→ DOCUMENT TEXT:
A few years ago, I was working at an arts center for an afternoon. I’d been infuriated by a slew of editorials coming out against special high schools for Queer youth. One had been by a young man who had come out while in a regular high school and toughed it out (so everyone can right?), and the rest of the editorials and letters had followed suit, insisting that young LGBTI folk just gotta learn to face the “real world.” What wasn’t being said in any of these editorials was that these kids are often in very real danger in regular schools, like the kind that ultimately ended Lawrence King's life:Boy’s Killing, Labeled a Hate Crime, Stuns a Town
I was complaining about these editorials because they had missed the reality that kids rarely end up in these kinds of schools until after they’ve had severe problems. The entirely wonderful fact that one gay kid didn’t experience homophobia doesn’t mean that homophobia isn’t real—and the fact is that hate is never distributed equally. Certain people end up receiving more abuse than others, often for reasons that are random and external. For the kids at Harvey Milk High School, functioning in the “real world” (here meaning a regular high school) is already out of the question—not because they aren’t tough, but because they are in danger. As the Harvey Milk High School puts it, these kids are “at-risk.” Lawrence King, by all accounts, handled his bullies incredibly well. He never took on their damage as his own, and he turned their sexual hang-ups back on them. In fact, it’s hard not to imagine that his murderer was so desperate to get rid of his hate that when King wouldn’t take it, he shot him to force it on him. So when a woman at the table near me took the side of the editorialists, singing the praises of standing up for oneself, I said, "you’re right. Those gay kids should just stand up for themselves-- like those Jews in the Warsaw Ghetto. Maybe Ann Frank should have learned to stand up for herself. I’m sure things would have worked out a lot better for her"
Which brings me to Avatar. It’s almost impossible not to see Avatar as a retelling of the Native American genocide, slightly mashed up with Vietnam and hint of Shell Oil’s exploitation of the Ogoni People of Nigeria. Reviews tend to point out that the plot of Avatar seems taken from Dances with Wolves and the story of John Smith and Pocohantas (the grade school version, not the more complicated historical narrative). The Native American parallels to the Na’vi people are obvious even as they get mixed in with a touch of post-Matrix rasta. The Na'vi are a hardy race of nature dwelling people (with wide set eyes and flat noses) encountered by a technologically superior race of less hardy white folk (humans) who want the natural resources that they see the natives as incapable of appreciating/exploiting.
Again, as is often the case for James Cameron, the corporation is the bad guy (Terminator II, Aliens). The Na’vi need to be kicked off their land in order to satisfy a corporation's need for "unobtanium" (I kid you not), and the avatar liaisons (Jake Sully, as played by Sam Worthington, in the role of John Smith) to the Na'vi are supposed to be either persuading them to leave their home (the site of a rich unobtanium vein) or figuring out how to hurt them so that they’ll go away. The Na’vi are about 15 feet tall and agile, and quite literally in touch with nature. The vegetation of the planet is essentially a giant brain, and they can tap into its consciousness.

→ TASKS FOR THIS EXERCISE:
• A. According to the Avatar essay, about how tall are the Na'vi?
• B. Carry the Avatar essay forward from its final sentence.
No task here depends on the listing.

→ SOURCE DATA:

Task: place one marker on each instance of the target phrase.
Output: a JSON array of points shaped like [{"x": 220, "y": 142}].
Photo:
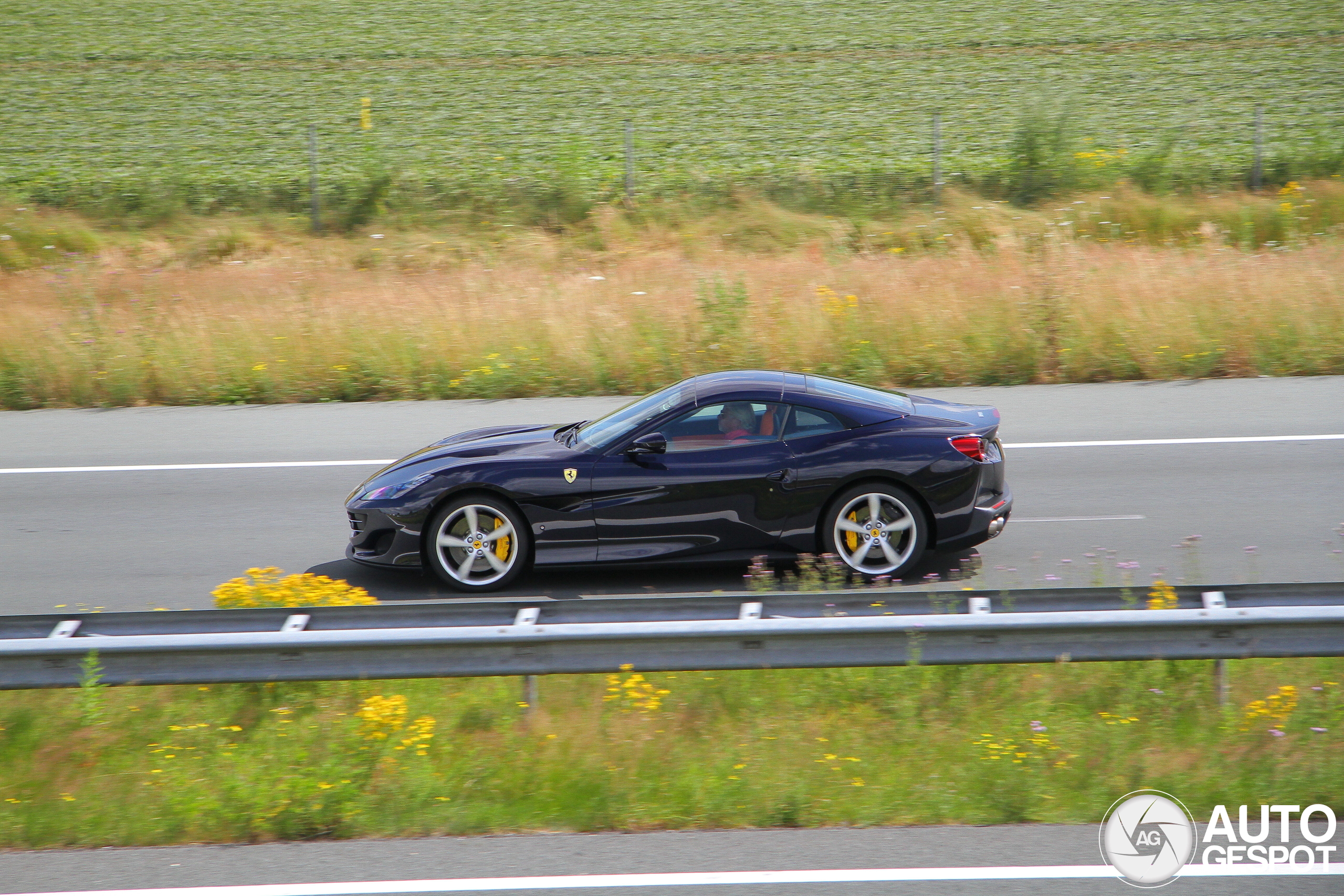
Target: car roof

→ RESULTS OF THE TASKS:
• A. About 15 feet tall.

• B.
There’s a moment when the Na’vi people are being driven from their land. Their home has been destroyed and they move out into the surrounding forest. I almost thought that the movie was over. I was actually surprised that a movie would be so honest—that it would show us a people displaced and humiliated Might was winning out handily over right, with a sequence of humiliations in Na’vi’s future as they would have no choice but to cede more and more territory as the human’s took more and more from their planet. As a parallel to the Native American genocide, it felt remarkable to sit with the pain of injustice.
But this is Hollywood. Almost immediately, the Na’vi begin to retaliate with war, and our human hero (and perhaps one should be cautious when the native stand-ins are literally not human) manages to figure out a battle plan such that the Na’vi can win. The movie then lurches into lush and panoramic battle scenes.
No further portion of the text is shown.